• _LIST OF TASKS_:
1. Reproduce the passage of the text on nurse engagement starting at "Nurses are at" and ending at "job actually is.".
2. Carry on the text on nurse engagement from the point where it stops.

Start of EXTRACTED TEXT

Nurses are at the very heart of a healthcare system that is only becoming increasingly challenging. The fact that they continue to provide their irreplaceable care in the face of talent shortages, Covid-19, resource shortages, and the general high stress environment of any healthcare institution is testament to what a calling taking up a registered nurse job actually is.
Anyone who has gone through the fairly long and complex process of becoming a registered nurse is someone whose personality is characterized by a great deal of empathy, compassion, emotional (and physical) strength, and an unbreakable commitment to patient care. Health Jobs, an online healthcare recruitment service, say that the stream of nursing talent that passes through their organization and onwards to positions in healthcare institutions remains of a remarkably high quality.
However, nurses are, like anybody else, only human. The very modern challenges such as considerable amounts of stress, poor work-life balance and, ultimately, burnout affects nurses just like it affects any other medical professionals working in the same stressful environment. If these factors do not lead to a complete breakdown and the consequent absence from work, they can at least lead to a breakdown in the level of engagement shown by nursing professionals.
The Dangers of Poor Nursing Engagement
There is an undoubted danger inherent in unengaged medical staff. Before looking for ways to improve it though, it is important to note that this is not a reflection of any professional shortcomings on the part of the nurses themselves. Or, at the very least, it really should not be. The focus needs to be on preventing this happening in the first place. Not challenging the abilities or commitments of nurses it may happen to.

End of EXTRACTED TEXT
Start of DATASET EXCERPTS

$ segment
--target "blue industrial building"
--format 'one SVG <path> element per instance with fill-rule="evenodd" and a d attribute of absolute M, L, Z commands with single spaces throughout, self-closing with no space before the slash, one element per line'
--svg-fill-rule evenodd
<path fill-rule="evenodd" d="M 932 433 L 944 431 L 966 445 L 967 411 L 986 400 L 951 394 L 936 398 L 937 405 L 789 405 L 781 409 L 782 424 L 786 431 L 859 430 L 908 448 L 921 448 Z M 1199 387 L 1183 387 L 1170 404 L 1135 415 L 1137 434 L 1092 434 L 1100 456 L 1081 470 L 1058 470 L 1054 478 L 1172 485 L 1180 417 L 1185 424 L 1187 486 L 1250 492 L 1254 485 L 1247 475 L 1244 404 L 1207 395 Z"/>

End of DATASET EXCERPTS
Start of DATASET EXCERPTS

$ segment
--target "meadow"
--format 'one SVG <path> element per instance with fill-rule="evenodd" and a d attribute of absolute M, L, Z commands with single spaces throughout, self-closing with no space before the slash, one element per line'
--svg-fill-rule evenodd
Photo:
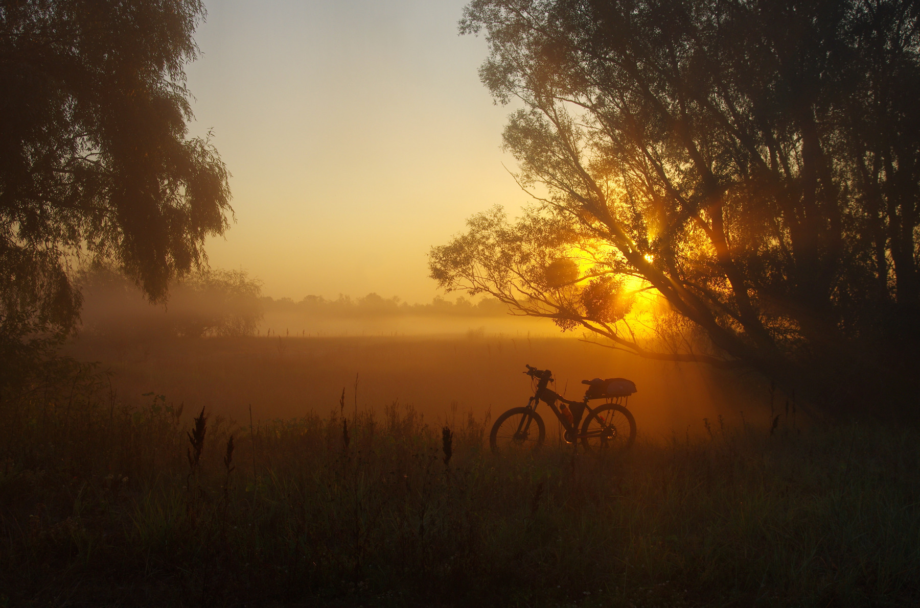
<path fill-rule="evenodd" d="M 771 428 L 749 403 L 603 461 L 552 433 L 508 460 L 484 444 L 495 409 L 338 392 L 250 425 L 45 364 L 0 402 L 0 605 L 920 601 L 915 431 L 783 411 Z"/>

End of DATASET EXCERPTS
Start of DATASET EXCERPTS

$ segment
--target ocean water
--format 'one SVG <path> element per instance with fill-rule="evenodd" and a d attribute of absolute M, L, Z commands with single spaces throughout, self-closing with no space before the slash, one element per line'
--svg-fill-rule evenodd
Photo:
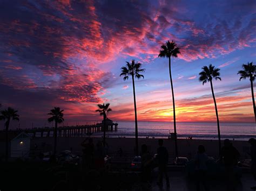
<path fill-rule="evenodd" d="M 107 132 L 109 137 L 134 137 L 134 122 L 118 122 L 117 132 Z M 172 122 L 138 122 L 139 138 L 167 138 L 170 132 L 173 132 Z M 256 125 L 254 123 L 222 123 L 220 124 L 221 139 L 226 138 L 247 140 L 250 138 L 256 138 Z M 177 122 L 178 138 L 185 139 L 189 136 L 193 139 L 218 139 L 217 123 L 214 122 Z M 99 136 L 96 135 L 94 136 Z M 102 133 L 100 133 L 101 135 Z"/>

End of DATASET EXCERPTS

• _SOLVED PROBLEMS_:
1.
Nurses are at the very heart of a healthcare system that is only becoming increasingly challenging. The fact that they continue to provide their irreplaceable care in the face of talent shortages, Covid-19, resource shortages, and the general high stress environment of any healthcare institution is testament to what a calling taking up a registered nurse job actually is.

2.
Be that as it may, unengaged nurses are a danger. There is just too much responsibility in their hands. A nurse tends to a patient much more often than any surgeon or doctor will. You can consider surgery or other treatments as one-off events, and the care provided by nurses as the many hours before and after that prepares a patient for the procedure and helps them recover from it afterwards. A lack of engagement here can be downright perilous, as we are sure you don’t need reminding.
Strategies for Boosting Engagement
So, what can be done? Here follows some innovative strategies, already being practiced in healthcare institutions across the country, which are tackling the current crisis:
This is also known as maximizing talent. Nurses are not drones. They have a lot of expertise, and they will nearly always have opinions on how to improve the functioning of any given healthcare institution. Accordingly, letting those voices be heard is one of the means by which the situation of low engagement can be tackled. There’s real talent here to be drawn on.
Teamwork is sometimes a meaningless buzzword within corporate culture – not so in healthcare. Nurses never work alone, and for an efficient team, a degree of the aforementioned involvement is required and there needs to be a sense of camaraderie built up. Accordingly, minimizing talent churn is one of the means of realizing this.
Accessible and Responsive Leadership
When things get really bad, nurses need to know that there are people they can turn to as well as provisions in place to mitigate the effects of overwork and burnout. If a nurse is assured of this, then they will give their all regardless of the challenges. They know there is a safety net for them should they fall.
To improve nursing engagement, we need to prioritize nurses themselves, their needs, their expertise, their opinions, and their health.